§ Extrait de page:
↓↓↓

LES ÉBLOUIS, de Sarah Suco – 1h39
Avec Camille Cottin, Jean-Pierre Darroussin, Eric Caravaca, Céleste Brunnquell
Sortie : mercredi 20 novembre 2019
Mon avis : 4 sur 5
Le pitch ?
Camille, 12 ans, passionnée de cirque, est l’aînée d’une famille nombreuse. Un jour, ses parents intègrent une communauté religieuse basée sur le partage et la solidarité dans laquelle ils s’investissent pleinement. La jeune fille doit accepter un mode de vie qui remet en question ses envies et ses propres tourments. Peu à peu, l’embrigadement devient sectaire ; Camille va devoir se battre pour affirmer sa liberté et sauver ses frères et sœurs.
Ce qui touche dans ce film ?
Pour son premier film, Sarah Suco n’a pas choisi la facilité en montrant comment la foi peut devenir une vraie maladie quand elle se marie au sectarisme et à l’obscurantisme. Ce film est dédié à ses
frères et sœurs car la cinéaste a connu de l’intérieur ce type de communauté charismatique où elle a vécu, dix ans, en famille. Elle raconte : « L’idée d’en faire un film germait dans ma tête depuis très longtemps et, arrivée à la trentaine, la nécessité l’a emporté et je me suis sentie prête à me lancer. »

↑↑↑

§ Votre objectif: Mettez à jour le passage de la critique du film qui commence par les mots contenant « Camille, 12 ans, passionnée » et se termine par « frères et sœurs. » en le recopiant avec « communauté spirituelle » à la place de « communauté religieuse ». Les entrées n'interviennent en rien dans ce travail.

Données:
↓↓↓

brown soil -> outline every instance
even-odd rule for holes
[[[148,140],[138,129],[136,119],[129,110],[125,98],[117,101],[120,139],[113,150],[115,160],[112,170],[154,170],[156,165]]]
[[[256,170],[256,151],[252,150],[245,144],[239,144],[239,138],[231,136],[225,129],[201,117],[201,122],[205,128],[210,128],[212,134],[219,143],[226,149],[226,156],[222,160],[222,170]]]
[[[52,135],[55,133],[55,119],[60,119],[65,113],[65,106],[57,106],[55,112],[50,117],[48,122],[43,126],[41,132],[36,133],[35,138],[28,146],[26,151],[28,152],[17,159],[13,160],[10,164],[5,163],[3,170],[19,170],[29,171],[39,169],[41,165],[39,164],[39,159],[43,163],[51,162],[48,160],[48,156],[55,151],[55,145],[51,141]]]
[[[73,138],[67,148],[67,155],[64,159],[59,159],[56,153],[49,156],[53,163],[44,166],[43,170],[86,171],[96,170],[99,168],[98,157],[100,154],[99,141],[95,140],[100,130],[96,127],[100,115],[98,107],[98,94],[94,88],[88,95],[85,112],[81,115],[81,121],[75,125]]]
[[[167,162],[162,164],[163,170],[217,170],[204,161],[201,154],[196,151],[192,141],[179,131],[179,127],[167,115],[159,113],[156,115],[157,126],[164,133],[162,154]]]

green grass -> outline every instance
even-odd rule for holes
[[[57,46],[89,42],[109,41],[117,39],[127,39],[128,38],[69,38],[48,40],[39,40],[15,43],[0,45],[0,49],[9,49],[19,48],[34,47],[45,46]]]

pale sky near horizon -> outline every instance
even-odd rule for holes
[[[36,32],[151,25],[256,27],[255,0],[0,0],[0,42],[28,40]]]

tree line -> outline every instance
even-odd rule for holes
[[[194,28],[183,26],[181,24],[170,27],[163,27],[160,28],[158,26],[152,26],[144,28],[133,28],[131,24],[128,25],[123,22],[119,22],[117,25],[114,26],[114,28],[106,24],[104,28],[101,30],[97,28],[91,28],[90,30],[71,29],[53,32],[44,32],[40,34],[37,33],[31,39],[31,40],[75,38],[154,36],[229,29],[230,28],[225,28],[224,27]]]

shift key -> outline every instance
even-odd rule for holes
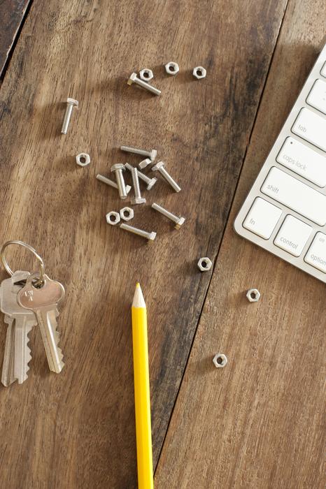
[[[273,166],[261,191],[319,226],[326,224],[326,196]]]

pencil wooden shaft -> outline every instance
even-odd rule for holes
[[[132,344],[139,489],[153,489],[152,432],[146,307],[132,307]]]

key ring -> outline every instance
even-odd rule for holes
[[[4,255],[4,250],[8,246],[9,246],[9,245],[19,245],[20,246],[22,246],[24,248],[26,248],[34,254],[35,258],[39,261],[40,277],[38,278],[38,282],[43,282],[45,273],[43,261],[41,258],[40,255],[38,253],[36,253],[36,251],[33,248],[33,247],[31,247],[30,245],[27,245],[27,243],[24,243],[23,241],[19,241],[17,240],[15,240],[13,241],[7,241],[6,242],[5,242],[4,245],[2,245],[1,250],[0,251],[0,256],[1,258],[2,264],[6,268],[9,275],[13,275],[13,272],[8,265],[8,261],[6,259],[6,256]]]

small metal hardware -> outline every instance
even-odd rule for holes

↑↑↑

§ Solution proposée:
Camille, 12 ans, passionnée de cirque, est l’aînée d’une famille nombreuse. Un jour, ses parents intègrent une communauté spirituelle basée sur le partage et la solidarité dans laquelle ils s’investissent pleinement. La jeune fille doit accepter un mode de vie qui remet en question ses envies et ses propres tourments. Peu à peu, l’embrigadement devient sectaire ; Camille va devoir se battre pour affirmer sa liberté et sauver ses frères et sœurs.